Runtime verification (RV) consists in part of checking execution traces against user-provided formalized specifications. Throughout the last decade many new systems have emerged, most of which support specification notations based on state machines, regular expressions, temporal logic, or grammars. The field of artificial intelligence (AI) has for an even longer period of time studied rule-based production systems, which at a closer look appear to be relevant for RV, although seemingly focused on slightly different application domains, such as, for example, business processes and expert systems. The core algorithm in many of these systems is the Rete algorithm. We have implemented a rule-based system, named LogFire, for runtime verification, founded on the Rete algorithm, as an internal DSL in the Scala programming language (in essence a library). Using Scala’s support for defining DSLs allows to write rules elegantly as part of Scala programs. This combination appears attractive from a practical point of view. Our contribution is part conceptual in arguing that such rule-based frameworks originating from AI are suited for RV. Our contribution is technical by implementing an internal rule DSL in Scala; by illustrating how specification patterns can easily be encoded that generate rules, and by adapting and optimizing the Rete algorithm for RV purposes. An experimental evaluation is performed comparing to six other trace analysis systems. LogFire is currently being used to process telemetry from the Mars Curiosity rover at NASA’s Jet Propulsion Laboratory.

+ + + + + + +

● Stated goal A:
Answer these about the LogFire passage:
(i) Which algorithm is LogFire founded on?
(ii) How many other trace analysis systems is LogFire compared with in the experimental evaluation?
(iii) What is LogFire currently used to process, and where?
● Stated goal B:
Carry on writing the LogFire passage from its last sentence.
The records have nothing to do with the LogFire passage.

● Collected data entries:
+ + + + + + +

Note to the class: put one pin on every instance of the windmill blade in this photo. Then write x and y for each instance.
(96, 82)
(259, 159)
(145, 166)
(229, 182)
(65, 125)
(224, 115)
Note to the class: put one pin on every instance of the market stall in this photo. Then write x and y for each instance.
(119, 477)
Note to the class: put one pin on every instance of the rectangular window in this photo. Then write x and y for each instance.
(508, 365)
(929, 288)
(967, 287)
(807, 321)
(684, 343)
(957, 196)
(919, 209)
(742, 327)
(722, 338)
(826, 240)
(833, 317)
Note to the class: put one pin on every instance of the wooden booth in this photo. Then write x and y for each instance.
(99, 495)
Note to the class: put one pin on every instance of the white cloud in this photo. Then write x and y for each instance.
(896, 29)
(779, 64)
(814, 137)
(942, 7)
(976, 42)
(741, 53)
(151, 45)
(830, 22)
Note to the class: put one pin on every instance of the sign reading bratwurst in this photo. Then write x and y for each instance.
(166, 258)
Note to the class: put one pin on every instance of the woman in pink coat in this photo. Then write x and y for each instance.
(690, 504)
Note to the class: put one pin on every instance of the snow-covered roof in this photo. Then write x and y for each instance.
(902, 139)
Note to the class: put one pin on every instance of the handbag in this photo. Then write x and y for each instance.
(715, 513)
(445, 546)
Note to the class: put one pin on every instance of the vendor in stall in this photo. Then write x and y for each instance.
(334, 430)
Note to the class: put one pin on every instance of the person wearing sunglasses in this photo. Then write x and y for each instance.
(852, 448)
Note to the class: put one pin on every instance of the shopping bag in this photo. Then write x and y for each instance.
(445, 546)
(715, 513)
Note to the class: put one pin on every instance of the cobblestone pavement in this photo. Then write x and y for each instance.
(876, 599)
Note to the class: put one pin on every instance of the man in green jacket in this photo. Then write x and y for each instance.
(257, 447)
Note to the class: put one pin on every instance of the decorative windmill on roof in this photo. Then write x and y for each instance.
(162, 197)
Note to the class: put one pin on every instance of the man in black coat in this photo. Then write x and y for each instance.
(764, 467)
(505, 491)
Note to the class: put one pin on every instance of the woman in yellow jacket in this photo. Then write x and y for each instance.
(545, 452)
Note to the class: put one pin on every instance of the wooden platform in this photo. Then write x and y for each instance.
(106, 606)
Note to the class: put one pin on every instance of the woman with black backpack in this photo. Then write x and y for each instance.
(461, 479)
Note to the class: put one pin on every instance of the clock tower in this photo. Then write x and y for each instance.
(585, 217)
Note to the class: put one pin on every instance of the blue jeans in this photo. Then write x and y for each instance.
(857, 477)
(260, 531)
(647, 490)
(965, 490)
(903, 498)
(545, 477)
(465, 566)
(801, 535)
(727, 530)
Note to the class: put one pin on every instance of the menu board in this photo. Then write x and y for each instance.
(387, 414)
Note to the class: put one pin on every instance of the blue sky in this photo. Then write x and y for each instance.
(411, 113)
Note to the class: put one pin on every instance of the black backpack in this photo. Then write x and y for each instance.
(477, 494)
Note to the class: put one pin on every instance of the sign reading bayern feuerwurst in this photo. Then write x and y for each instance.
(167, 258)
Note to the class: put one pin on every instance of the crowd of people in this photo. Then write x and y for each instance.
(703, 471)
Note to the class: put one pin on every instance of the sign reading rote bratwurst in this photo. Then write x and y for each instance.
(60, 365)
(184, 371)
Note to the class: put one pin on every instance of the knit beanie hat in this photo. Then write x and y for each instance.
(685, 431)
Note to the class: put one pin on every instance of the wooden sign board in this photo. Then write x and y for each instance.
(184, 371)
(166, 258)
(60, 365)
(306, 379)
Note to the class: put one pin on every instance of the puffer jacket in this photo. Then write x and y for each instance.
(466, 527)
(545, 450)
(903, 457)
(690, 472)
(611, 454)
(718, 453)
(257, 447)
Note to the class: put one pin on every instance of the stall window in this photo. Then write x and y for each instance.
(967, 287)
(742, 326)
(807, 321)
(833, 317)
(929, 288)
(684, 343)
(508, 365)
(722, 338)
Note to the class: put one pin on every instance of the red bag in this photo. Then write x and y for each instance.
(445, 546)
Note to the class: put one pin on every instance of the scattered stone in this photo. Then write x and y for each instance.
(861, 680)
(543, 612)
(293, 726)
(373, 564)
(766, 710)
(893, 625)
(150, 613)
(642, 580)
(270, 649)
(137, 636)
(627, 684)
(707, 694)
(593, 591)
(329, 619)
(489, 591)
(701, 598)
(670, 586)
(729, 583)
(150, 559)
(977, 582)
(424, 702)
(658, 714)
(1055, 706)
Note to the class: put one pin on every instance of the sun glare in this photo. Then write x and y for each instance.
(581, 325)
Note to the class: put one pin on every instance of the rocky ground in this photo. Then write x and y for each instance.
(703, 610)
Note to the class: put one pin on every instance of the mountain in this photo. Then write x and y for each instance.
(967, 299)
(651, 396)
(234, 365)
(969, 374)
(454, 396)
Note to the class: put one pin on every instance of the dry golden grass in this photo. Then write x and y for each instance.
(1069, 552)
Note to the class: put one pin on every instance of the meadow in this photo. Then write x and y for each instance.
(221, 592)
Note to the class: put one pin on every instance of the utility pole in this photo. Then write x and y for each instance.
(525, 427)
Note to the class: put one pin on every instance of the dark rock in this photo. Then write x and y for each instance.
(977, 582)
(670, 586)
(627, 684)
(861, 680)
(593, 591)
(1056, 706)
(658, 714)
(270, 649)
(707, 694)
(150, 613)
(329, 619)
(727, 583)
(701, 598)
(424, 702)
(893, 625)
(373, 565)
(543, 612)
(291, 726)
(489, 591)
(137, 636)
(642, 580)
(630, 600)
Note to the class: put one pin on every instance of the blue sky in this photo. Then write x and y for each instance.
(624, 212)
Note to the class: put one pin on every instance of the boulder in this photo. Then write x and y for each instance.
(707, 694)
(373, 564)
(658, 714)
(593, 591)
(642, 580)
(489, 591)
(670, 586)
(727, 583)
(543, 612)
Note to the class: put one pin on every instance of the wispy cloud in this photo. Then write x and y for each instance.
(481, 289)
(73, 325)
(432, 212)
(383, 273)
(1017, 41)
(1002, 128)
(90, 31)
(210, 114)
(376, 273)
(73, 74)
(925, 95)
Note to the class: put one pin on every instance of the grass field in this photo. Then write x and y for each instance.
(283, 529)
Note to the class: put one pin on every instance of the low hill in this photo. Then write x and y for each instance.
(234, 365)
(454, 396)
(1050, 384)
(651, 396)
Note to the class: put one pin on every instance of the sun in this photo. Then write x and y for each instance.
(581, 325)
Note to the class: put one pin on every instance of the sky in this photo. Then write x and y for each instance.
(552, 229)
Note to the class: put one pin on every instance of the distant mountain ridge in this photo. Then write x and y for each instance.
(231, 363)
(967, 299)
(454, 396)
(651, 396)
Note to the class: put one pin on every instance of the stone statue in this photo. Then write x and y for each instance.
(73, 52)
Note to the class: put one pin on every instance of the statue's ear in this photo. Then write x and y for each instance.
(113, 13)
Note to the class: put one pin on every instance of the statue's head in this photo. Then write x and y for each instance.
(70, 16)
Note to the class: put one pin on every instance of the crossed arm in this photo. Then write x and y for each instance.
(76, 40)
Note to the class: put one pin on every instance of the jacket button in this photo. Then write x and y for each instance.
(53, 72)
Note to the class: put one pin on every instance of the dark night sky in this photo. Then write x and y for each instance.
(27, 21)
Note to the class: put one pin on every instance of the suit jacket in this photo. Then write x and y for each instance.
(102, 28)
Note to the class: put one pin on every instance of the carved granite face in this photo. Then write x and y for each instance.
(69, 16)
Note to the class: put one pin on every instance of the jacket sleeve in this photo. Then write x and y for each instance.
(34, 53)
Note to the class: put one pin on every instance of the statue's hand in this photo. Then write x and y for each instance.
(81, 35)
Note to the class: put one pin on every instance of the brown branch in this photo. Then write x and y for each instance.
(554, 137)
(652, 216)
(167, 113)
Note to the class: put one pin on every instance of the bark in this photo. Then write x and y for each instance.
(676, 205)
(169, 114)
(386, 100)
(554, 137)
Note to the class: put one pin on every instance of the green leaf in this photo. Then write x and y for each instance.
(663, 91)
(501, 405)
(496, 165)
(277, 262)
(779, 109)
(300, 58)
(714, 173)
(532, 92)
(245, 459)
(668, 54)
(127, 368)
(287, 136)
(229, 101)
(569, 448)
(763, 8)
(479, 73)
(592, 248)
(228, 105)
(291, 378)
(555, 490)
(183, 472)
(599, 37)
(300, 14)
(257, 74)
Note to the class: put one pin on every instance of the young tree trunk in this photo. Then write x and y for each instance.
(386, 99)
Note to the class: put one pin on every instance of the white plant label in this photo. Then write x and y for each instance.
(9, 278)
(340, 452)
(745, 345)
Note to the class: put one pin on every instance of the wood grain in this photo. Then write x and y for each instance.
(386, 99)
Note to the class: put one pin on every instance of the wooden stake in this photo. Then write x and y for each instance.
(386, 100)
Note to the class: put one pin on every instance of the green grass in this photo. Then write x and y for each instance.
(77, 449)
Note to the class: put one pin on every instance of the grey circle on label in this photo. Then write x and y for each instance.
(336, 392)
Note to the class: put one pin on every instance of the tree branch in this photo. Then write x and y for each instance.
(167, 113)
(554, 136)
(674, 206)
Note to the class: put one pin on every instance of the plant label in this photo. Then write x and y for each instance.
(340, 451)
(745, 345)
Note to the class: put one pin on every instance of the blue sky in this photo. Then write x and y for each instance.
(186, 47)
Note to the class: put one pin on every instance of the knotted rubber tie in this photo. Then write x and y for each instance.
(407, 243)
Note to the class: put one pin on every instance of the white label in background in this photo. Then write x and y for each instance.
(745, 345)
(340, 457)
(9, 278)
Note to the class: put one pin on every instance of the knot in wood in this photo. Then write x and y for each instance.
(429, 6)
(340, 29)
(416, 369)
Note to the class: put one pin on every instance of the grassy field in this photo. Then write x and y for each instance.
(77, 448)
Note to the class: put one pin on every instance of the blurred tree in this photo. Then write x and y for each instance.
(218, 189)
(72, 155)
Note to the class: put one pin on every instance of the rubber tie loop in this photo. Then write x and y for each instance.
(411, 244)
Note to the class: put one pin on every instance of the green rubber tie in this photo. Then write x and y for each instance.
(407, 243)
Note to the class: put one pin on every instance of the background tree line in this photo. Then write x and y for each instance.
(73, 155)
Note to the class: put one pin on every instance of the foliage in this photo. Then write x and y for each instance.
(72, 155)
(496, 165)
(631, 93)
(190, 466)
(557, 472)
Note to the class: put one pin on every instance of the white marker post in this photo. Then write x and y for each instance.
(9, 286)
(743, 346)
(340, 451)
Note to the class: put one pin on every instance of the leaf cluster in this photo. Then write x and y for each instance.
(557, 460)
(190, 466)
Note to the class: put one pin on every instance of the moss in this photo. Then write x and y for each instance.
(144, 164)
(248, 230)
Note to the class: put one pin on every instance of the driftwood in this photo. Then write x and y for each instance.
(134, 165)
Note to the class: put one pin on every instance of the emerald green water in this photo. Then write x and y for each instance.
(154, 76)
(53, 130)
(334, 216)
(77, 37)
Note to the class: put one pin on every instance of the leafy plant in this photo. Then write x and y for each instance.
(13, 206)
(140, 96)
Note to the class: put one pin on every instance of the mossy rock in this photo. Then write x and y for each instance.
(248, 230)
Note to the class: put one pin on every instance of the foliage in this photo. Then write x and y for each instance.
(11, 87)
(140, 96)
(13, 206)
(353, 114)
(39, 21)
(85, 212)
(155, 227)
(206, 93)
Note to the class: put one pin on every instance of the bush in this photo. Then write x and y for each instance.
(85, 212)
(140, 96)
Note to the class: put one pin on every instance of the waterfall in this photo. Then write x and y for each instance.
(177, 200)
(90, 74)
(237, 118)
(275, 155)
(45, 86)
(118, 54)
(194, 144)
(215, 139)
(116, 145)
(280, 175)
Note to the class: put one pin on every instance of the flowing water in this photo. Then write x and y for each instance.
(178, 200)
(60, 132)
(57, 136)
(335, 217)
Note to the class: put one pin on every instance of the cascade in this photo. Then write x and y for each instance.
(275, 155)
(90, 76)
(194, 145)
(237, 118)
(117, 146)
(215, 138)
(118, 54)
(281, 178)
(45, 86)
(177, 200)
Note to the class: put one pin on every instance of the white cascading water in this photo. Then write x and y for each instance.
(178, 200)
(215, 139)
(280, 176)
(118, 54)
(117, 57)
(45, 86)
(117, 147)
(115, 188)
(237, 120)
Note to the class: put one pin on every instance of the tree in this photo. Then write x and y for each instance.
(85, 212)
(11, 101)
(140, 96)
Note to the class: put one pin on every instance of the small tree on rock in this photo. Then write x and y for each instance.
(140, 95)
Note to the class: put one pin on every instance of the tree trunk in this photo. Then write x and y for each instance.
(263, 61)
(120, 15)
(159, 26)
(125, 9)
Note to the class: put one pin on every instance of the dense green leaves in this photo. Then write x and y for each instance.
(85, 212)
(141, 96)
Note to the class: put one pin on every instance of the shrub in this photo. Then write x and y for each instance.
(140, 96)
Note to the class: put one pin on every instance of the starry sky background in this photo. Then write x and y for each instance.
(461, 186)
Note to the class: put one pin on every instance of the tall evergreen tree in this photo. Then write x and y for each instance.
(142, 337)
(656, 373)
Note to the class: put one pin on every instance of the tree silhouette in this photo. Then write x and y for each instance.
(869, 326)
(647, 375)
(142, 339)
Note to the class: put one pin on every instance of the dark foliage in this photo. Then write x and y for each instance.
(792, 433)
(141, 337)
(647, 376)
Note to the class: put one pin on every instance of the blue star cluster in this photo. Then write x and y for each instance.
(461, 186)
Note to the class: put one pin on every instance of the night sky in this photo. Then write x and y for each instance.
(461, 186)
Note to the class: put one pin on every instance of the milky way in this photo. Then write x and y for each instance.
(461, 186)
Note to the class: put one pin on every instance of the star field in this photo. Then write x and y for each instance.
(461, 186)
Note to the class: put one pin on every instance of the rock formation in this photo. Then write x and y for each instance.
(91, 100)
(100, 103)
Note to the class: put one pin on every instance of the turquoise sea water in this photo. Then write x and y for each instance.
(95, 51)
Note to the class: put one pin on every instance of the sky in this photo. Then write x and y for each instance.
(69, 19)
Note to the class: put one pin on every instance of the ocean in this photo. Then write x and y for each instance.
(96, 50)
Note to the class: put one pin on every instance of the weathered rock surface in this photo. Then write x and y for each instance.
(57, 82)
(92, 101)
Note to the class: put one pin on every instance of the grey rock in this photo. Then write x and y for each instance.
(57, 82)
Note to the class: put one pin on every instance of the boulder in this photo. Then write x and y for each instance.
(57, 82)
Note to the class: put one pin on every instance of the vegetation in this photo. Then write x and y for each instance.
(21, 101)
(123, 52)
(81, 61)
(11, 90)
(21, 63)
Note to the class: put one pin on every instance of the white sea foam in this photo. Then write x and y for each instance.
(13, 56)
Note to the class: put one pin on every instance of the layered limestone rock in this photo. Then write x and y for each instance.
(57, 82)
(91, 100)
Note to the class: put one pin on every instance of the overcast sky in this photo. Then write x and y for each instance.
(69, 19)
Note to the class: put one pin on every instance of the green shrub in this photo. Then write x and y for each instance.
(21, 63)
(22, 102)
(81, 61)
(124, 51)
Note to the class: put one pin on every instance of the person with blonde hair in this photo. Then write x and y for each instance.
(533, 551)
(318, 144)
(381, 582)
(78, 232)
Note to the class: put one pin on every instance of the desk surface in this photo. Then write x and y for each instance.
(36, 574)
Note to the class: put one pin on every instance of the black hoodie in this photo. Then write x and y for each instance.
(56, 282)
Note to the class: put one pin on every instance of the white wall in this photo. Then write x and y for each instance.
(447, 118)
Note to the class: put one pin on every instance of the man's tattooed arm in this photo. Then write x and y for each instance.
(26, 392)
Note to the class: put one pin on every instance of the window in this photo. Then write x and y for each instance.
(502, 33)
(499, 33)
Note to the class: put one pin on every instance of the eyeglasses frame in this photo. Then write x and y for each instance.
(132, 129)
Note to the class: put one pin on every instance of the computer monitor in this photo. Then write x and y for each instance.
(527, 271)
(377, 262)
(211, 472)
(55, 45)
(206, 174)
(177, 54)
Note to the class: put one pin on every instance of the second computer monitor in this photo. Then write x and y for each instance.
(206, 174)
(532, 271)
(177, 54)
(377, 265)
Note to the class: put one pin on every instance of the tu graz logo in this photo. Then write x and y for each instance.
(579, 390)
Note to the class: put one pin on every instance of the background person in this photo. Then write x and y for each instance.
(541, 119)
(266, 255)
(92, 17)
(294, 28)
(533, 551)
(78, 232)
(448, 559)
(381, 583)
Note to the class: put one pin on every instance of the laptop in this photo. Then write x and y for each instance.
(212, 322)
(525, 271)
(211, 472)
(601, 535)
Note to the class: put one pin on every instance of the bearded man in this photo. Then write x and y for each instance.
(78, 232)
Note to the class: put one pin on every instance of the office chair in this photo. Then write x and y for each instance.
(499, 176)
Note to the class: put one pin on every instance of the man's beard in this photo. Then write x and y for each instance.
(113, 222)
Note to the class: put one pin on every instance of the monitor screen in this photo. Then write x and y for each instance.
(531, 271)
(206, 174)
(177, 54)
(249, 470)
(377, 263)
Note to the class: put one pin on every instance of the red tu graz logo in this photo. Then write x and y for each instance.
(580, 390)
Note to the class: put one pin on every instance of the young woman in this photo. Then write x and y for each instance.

+ + + + + + +

● Response A:
(i) The Rete algorithm.
(ii) Six.
(iii) Telemetry from the Mars Curiosity rover, at NASA's Jet Propulsion Laboratory.

● Response B:
Keywords

Runtime verification Rule-based systems Rete algorithm Internal DSL Scala 

Notes

Acknowledgments

We thank Howard Barringer (University of Manchester, UK) for numerous fruitful discussions. Also thanks to Giles Reger (University of Manchester, UK) and Patrick Meredith (Mop project, University of Illinois at Urbana-Champaign, IL, USA) for their input on how to write specifications optimally in Mop, and to Patrick Meredith for his general support in using the Mop system. Thanks to Mark Proctor, Davide Sottara, and Edson Tirelli (the Drools project) for their support in using Drools. Thanks to Rajeev Joshi (Jet Propulsion Laboratory, California, USA) for his help in parsing and analyzing MSL logs, including helping formulating properties over these logs. Rajeev Joshi also came up with the suggestion that abstraction over logs could be useful. As it turns out, LogFire (more generally: any Rete-based system) offers this functionality. The work was carried out at Jet Propulsion Laboratory, California Institute of Technology, under a contract with the National Aeronautics and Space Administration. The work was furthermore supported by NSF Grant CCF-0926190.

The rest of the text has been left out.